И подумать только, что такая душевная тонкость пришла к ней во времена рабства.

Гаити

Правительство Гаити прислало за нами самолет ДС-3, но начальник аэропорта Фор-де-Франса запретил вылет, сославшись на то, что самолет перегружен.

— А у вас есть другой самолет?

— Да, тоже ДС-3. Мы сможем подготовить его к завтрашнему утру. К какому часу?

— Не очень рано. Пусть актеры отдыхают, а сам я вылечу с техническим персоналом.

— И все же не советую вылетать слишком поздно — во второй половине дня поднимаются циклоны.

— Назначьте час вылета сами. И сколько будет стоить рейс?

— Восемьсот тысяч франков.

— Согласен — восемьсот тысяч франков.

Мы живем как настоящие миллионеры! Ничего удивительного, если нам так и не удалось разбогатеть! Но тогда мною владели желания иного порядка: первое — послужить престижу французской культуры, второе — собрать «воспоминания навеки».

--

Задание:
Перепишите без изменений отрывок из текста о перелете на Гаити: от слов «Правительство Гаити прислало» до слов «К какому часу?» включительно.

--

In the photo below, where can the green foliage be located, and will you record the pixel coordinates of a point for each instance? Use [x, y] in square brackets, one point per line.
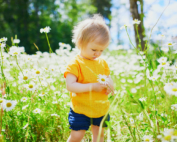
[26, 18]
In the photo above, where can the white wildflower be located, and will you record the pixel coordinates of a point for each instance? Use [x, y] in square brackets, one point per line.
[45, 30]
[171, 88]
[8, 105]
[103, 79]
[4, 39]
[37, 110]
[133, 90]
[174, 107]
[148, 138]
[16, 41]
[24, 99]
[143, 99]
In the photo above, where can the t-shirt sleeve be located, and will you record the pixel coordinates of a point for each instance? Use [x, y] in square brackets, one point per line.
[72, 67]
[107, 70]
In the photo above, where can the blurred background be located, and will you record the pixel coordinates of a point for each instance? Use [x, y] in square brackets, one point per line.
[25, 18]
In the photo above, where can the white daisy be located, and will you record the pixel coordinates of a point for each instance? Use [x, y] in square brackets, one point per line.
[41, 94]
[170, 44]
[45, 30]
[24, 99]
[154, 77]
[37, 71]
[124, 27]
[4, 39]
[24, 107]
[55, 115]
[148, 138]
[16, 41]
[165, 49]
[133, 90]
[1, 101]
[174, 107]
[161, 36]
[37, 110]
[23, 77]
[131, 120]
[171, 88]
[2, 45]
[9, 105]
[14, 50]
[102, 79]
[31, 86]
[143, 99]
[162, 59]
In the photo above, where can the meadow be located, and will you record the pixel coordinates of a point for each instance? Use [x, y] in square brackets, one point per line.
[34, 101]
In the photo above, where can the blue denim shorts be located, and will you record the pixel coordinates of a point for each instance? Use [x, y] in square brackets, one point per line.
[82, 122]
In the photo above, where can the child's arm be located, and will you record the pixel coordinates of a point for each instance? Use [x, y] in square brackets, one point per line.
[73, 86]
[111, 85]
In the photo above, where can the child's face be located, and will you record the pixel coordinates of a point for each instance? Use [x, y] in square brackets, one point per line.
[93, 50]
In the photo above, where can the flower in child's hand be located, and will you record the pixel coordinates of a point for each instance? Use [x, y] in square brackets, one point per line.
[103, 79]
[45, 30]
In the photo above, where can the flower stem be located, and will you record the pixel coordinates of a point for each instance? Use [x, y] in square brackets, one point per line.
[50, 49]
[18, 64]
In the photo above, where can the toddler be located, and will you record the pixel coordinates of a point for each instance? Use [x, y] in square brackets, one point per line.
[89, 98]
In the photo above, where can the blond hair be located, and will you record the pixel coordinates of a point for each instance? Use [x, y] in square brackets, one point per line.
[89, 30]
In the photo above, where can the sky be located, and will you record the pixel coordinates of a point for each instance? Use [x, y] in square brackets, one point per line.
[167, 25]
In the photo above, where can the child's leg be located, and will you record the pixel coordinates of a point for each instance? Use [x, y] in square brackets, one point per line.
[76, 136]
[95, 132]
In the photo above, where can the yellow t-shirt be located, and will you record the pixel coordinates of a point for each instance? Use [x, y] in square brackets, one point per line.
[92, 104]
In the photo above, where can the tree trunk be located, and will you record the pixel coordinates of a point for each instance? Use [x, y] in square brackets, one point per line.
[141, 31]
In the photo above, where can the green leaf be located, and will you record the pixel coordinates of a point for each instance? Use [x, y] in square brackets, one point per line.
[141, 104]
[130, 94]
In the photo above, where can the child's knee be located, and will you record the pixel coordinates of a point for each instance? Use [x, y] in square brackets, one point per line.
[77, 136]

--

Ответ:
Правительство Гаити прислало за нами самолет ДС-3, но начальник аэропорта Фор-де-Франса запретил вылет, сославшись на то, что самолет перегружен.

— А у вас есть другой самолет?

— Да, тоже ДС-3. Мы сможем подготовить его к завтрашнему утру. К какому часу?